What you will do
Rewrite the lines in the stretch from the start through the line containing "[0,134,45,223]", swapping "tomato" for "pepper" and keeping everything else the same. Return only that stretch.

Exercise material

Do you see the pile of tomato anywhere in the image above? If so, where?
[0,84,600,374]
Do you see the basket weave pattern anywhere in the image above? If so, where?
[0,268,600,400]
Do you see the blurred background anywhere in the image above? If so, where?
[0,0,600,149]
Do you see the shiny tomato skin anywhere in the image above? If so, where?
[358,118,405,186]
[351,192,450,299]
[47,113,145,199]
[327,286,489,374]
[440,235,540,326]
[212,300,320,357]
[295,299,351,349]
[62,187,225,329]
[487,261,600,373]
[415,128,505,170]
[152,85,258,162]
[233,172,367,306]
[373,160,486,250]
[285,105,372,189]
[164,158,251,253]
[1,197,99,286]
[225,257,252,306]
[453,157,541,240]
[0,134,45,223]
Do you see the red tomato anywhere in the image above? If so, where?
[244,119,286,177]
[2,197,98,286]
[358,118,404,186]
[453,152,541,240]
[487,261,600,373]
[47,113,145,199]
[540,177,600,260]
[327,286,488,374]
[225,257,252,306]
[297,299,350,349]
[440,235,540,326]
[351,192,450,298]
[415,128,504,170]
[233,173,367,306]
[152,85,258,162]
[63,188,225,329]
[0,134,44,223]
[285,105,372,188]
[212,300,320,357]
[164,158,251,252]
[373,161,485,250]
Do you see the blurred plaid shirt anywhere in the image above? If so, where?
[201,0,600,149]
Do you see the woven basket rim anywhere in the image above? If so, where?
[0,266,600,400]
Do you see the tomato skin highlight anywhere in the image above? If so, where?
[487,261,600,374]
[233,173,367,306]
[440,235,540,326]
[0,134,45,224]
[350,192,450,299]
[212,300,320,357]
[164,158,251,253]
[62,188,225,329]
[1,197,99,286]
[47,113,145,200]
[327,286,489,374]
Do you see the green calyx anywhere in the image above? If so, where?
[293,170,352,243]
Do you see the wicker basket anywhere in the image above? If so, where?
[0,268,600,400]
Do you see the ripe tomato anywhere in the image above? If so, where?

Solution below
Do you see the pile of pepper anywhere in the image above? If so, where?
[0,84,600,374]
Do you see the basket weave pattern anywhere in the image above? If so, where?
[0,268,600,400]
Do you see the blurred background anywhere in the image above? If so, where?
[0,0,600,149]
Do you see the shiny pepper skin anywhere in the image above? If so, where?
[358,118,405,186]
[351,192,450,299]
[47,113,145,199]
[327,286,489,374]
[440,235,540,326]
[212,300,320,357]
[295,299,351,349]
[62,187,225,329]
[487,261,600,373]
[415,128,505,170]
[152,85,258,162]
[233,172,367,306]
[373,160,486,250]
[285,105,372,189]
[164,158,251,253]
[1,197,99,286]
[225,257,252,306]
[453,157,541,240]
[0,134,45,223]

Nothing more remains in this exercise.